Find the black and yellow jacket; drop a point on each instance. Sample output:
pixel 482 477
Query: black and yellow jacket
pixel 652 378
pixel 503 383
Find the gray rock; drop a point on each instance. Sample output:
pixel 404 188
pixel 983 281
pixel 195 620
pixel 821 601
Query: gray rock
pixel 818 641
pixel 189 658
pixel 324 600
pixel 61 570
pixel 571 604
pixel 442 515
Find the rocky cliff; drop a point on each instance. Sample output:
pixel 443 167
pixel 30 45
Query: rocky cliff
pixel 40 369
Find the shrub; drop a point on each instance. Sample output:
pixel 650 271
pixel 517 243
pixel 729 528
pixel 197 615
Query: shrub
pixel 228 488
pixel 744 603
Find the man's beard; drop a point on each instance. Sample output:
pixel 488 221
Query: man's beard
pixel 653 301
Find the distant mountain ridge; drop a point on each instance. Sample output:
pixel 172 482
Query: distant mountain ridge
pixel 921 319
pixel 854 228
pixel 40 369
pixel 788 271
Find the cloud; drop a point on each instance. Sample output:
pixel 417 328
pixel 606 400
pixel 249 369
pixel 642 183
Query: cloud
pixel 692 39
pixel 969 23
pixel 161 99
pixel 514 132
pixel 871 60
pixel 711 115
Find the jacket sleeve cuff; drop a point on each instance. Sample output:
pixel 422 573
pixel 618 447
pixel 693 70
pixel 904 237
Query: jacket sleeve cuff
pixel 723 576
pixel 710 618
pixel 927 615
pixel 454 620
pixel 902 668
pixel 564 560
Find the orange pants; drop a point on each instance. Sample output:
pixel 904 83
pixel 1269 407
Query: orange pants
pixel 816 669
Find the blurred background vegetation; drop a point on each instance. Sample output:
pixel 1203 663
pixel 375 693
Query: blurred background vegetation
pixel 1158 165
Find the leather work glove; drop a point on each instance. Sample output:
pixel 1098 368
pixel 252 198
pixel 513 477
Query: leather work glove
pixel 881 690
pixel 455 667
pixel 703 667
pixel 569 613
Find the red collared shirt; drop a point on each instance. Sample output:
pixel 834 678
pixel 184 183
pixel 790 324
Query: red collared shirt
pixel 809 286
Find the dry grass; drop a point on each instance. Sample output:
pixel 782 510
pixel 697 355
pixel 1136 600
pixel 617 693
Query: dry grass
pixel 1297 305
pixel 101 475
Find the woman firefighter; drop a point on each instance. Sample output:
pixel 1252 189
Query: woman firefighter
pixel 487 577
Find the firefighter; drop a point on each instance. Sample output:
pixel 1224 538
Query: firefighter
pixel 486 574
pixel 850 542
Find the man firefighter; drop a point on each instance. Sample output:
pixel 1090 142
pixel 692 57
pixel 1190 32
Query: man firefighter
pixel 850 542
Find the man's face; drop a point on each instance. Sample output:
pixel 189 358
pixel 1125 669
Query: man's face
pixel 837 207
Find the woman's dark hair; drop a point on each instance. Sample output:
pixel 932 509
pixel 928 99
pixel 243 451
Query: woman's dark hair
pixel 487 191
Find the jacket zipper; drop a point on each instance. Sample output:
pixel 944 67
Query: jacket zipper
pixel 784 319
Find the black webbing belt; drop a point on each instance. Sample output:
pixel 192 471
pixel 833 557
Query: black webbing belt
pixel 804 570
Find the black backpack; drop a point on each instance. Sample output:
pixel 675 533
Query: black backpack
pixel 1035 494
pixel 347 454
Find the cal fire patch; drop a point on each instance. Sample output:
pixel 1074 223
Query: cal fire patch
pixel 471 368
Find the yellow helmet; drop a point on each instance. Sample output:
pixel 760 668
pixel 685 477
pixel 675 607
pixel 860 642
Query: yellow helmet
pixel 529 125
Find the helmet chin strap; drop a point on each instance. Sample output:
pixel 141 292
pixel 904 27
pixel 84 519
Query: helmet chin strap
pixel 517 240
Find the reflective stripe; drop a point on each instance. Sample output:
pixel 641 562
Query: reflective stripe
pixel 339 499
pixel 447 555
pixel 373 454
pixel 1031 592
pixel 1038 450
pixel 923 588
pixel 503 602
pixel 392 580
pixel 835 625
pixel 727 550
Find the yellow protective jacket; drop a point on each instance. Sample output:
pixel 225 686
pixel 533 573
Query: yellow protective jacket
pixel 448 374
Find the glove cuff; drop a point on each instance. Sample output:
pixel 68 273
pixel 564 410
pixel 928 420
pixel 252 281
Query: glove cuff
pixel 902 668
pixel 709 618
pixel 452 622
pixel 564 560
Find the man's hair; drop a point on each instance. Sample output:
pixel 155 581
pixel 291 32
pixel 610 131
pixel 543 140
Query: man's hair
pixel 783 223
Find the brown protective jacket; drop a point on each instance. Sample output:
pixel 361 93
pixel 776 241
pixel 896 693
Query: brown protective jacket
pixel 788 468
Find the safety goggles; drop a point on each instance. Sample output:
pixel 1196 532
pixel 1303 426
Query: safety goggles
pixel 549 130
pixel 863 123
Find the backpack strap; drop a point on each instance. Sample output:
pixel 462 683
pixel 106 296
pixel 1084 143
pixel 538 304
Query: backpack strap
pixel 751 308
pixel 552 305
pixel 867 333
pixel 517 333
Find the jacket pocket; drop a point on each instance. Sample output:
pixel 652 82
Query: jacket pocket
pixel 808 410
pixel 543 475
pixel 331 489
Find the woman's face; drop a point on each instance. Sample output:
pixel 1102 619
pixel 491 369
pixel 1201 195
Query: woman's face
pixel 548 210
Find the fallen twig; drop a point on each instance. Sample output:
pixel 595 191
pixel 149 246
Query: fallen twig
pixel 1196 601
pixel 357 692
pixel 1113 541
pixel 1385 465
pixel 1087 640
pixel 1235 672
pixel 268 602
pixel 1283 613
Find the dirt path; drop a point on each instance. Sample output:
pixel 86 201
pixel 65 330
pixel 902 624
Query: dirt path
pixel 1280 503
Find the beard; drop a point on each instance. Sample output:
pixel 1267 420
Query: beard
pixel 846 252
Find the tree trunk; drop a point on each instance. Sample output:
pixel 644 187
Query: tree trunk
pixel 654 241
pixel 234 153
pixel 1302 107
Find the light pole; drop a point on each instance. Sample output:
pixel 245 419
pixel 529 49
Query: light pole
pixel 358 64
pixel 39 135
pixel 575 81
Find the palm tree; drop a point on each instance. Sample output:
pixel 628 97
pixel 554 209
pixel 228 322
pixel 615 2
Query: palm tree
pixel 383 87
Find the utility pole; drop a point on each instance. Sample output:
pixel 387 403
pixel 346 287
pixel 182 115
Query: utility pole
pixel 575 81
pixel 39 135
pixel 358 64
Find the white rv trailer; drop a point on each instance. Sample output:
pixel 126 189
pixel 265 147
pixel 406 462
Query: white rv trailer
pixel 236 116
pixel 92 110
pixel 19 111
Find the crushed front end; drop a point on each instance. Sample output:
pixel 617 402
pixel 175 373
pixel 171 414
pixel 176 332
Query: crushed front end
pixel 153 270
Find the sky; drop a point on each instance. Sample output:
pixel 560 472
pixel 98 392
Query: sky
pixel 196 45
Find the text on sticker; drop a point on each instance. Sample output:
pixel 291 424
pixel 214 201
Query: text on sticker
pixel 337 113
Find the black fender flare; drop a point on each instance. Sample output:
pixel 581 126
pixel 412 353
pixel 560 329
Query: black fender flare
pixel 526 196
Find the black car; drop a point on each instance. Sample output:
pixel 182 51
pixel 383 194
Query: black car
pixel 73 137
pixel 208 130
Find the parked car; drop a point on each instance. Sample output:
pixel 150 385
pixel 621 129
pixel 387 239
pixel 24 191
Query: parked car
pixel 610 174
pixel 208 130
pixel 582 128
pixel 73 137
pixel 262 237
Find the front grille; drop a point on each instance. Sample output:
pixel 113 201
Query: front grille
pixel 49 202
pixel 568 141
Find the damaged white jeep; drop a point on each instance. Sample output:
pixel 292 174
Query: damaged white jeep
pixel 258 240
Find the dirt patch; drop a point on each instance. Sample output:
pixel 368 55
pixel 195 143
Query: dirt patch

______________________________

Exercise brief
Go back to the listing above. Copy word for word the lines from the one with "Find the front" through the one with "pixel 292 174", and nothing more.

Response area
Find the front grille; drop a point on each instance. Sample output:
pixel 113 201
Query: front grille
pixel 49 202
pixel 568 141
Find the damaged white jeep; drop a point on each instance. Sample output:
pixel 292 174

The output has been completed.